(WHAT NEEDS TO BE DONE) Copy the lines of the material below word for word, from the line containing "Task: confirm every instance of the building" up to and including the line containing "[[171, 90], [253, 108], [190, 146], [165, 132], [292, 21]]".

(DATA LISTING)
>> start

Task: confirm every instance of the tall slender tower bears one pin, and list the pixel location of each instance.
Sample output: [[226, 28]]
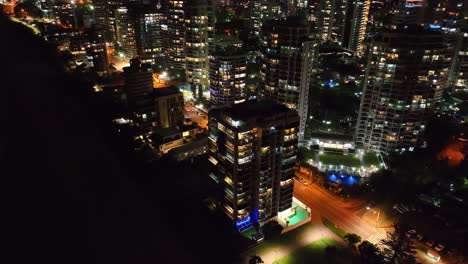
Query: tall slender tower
[[174, 34], [125, 31], [407, 73], [148, 19], [228, 74], [253, 148], [104, 16], [331, 19], [196, 46], [286, 64], [359, 25], [139, 90]]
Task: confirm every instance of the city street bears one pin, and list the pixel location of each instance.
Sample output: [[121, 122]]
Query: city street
[[331, 207]]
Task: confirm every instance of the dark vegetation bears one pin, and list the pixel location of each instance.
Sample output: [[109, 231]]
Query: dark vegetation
[[73, 191]]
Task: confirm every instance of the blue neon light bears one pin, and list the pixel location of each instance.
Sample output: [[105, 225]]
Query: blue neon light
[[243, 221]]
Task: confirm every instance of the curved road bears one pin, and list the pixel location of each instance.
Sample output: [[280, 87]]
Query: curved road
[[332, 208]]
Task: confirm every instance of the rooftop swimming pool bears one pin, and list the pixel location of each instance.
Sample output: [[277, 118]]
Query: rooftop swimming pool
[[343, 178]]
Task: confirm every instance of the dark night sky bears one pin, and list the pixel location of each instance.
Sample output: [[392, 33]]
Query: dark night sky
[[66, 196]]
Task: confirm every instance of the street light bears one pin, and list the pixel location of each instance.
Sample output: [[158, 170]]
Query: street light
[[378, 215]]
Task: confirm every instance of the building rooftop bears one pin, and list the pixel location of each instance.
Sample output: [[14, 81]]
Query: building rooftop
[[171, 90], [253, 108], [190, 146], [165, 132], [292, 21]]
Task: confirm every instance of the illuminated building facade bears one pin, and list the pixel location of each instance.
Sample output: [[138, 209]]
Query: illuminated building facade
[[169, 105], [331, 19], [197, 27], [139, 91], [148, 35], [174, 34], [105, 15], [64, 15], [228, 70], [287, 56], [359, 26], [253, 149], [97, 51], [407, 73], [125, 31]]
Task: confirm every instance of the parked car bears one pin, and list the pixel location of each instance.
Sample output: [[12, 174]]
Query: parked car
[[439, 247], [303, 181]]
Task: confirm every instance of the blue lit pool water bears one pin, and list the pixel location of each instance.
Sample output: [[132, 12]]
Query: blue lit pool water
[[346, 179]]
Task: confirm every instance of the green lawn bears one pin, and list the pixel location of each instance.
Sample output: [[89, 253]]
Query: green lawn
[[284, 240], [337, 159], [330, 225], [315, 253], [371, 159]]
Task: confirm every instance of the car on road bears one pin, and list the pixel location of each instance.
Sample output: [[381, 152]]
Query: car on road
[[439, 247], [430, 243], [411, 233]]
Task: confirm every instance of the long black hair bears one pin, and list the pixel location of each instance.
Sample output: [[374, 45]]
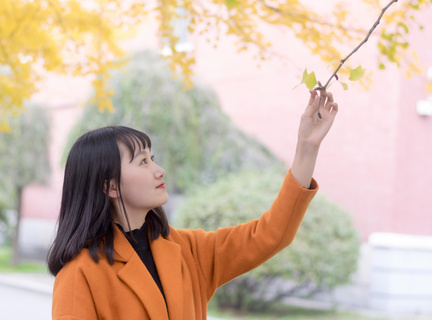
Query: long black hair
[[86, 212]]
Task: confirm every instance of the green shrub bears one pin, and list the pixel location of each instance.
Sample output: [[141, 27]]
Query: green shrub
[[192, 139], [323, 255]]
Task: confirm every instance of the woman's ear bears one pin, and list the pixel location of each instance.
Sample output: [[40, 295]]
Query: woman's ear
[[112, 192]]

>> end

(WRITTEN REPLY)
Task: confirm every instance of the building rooftop bears one pin, and list the pixel location of each instance.
Sample output: [[14, 81]]
Query: building rooftop
[[171, 90], [253, 108], [190, 146], [165, 132], [292, 21]]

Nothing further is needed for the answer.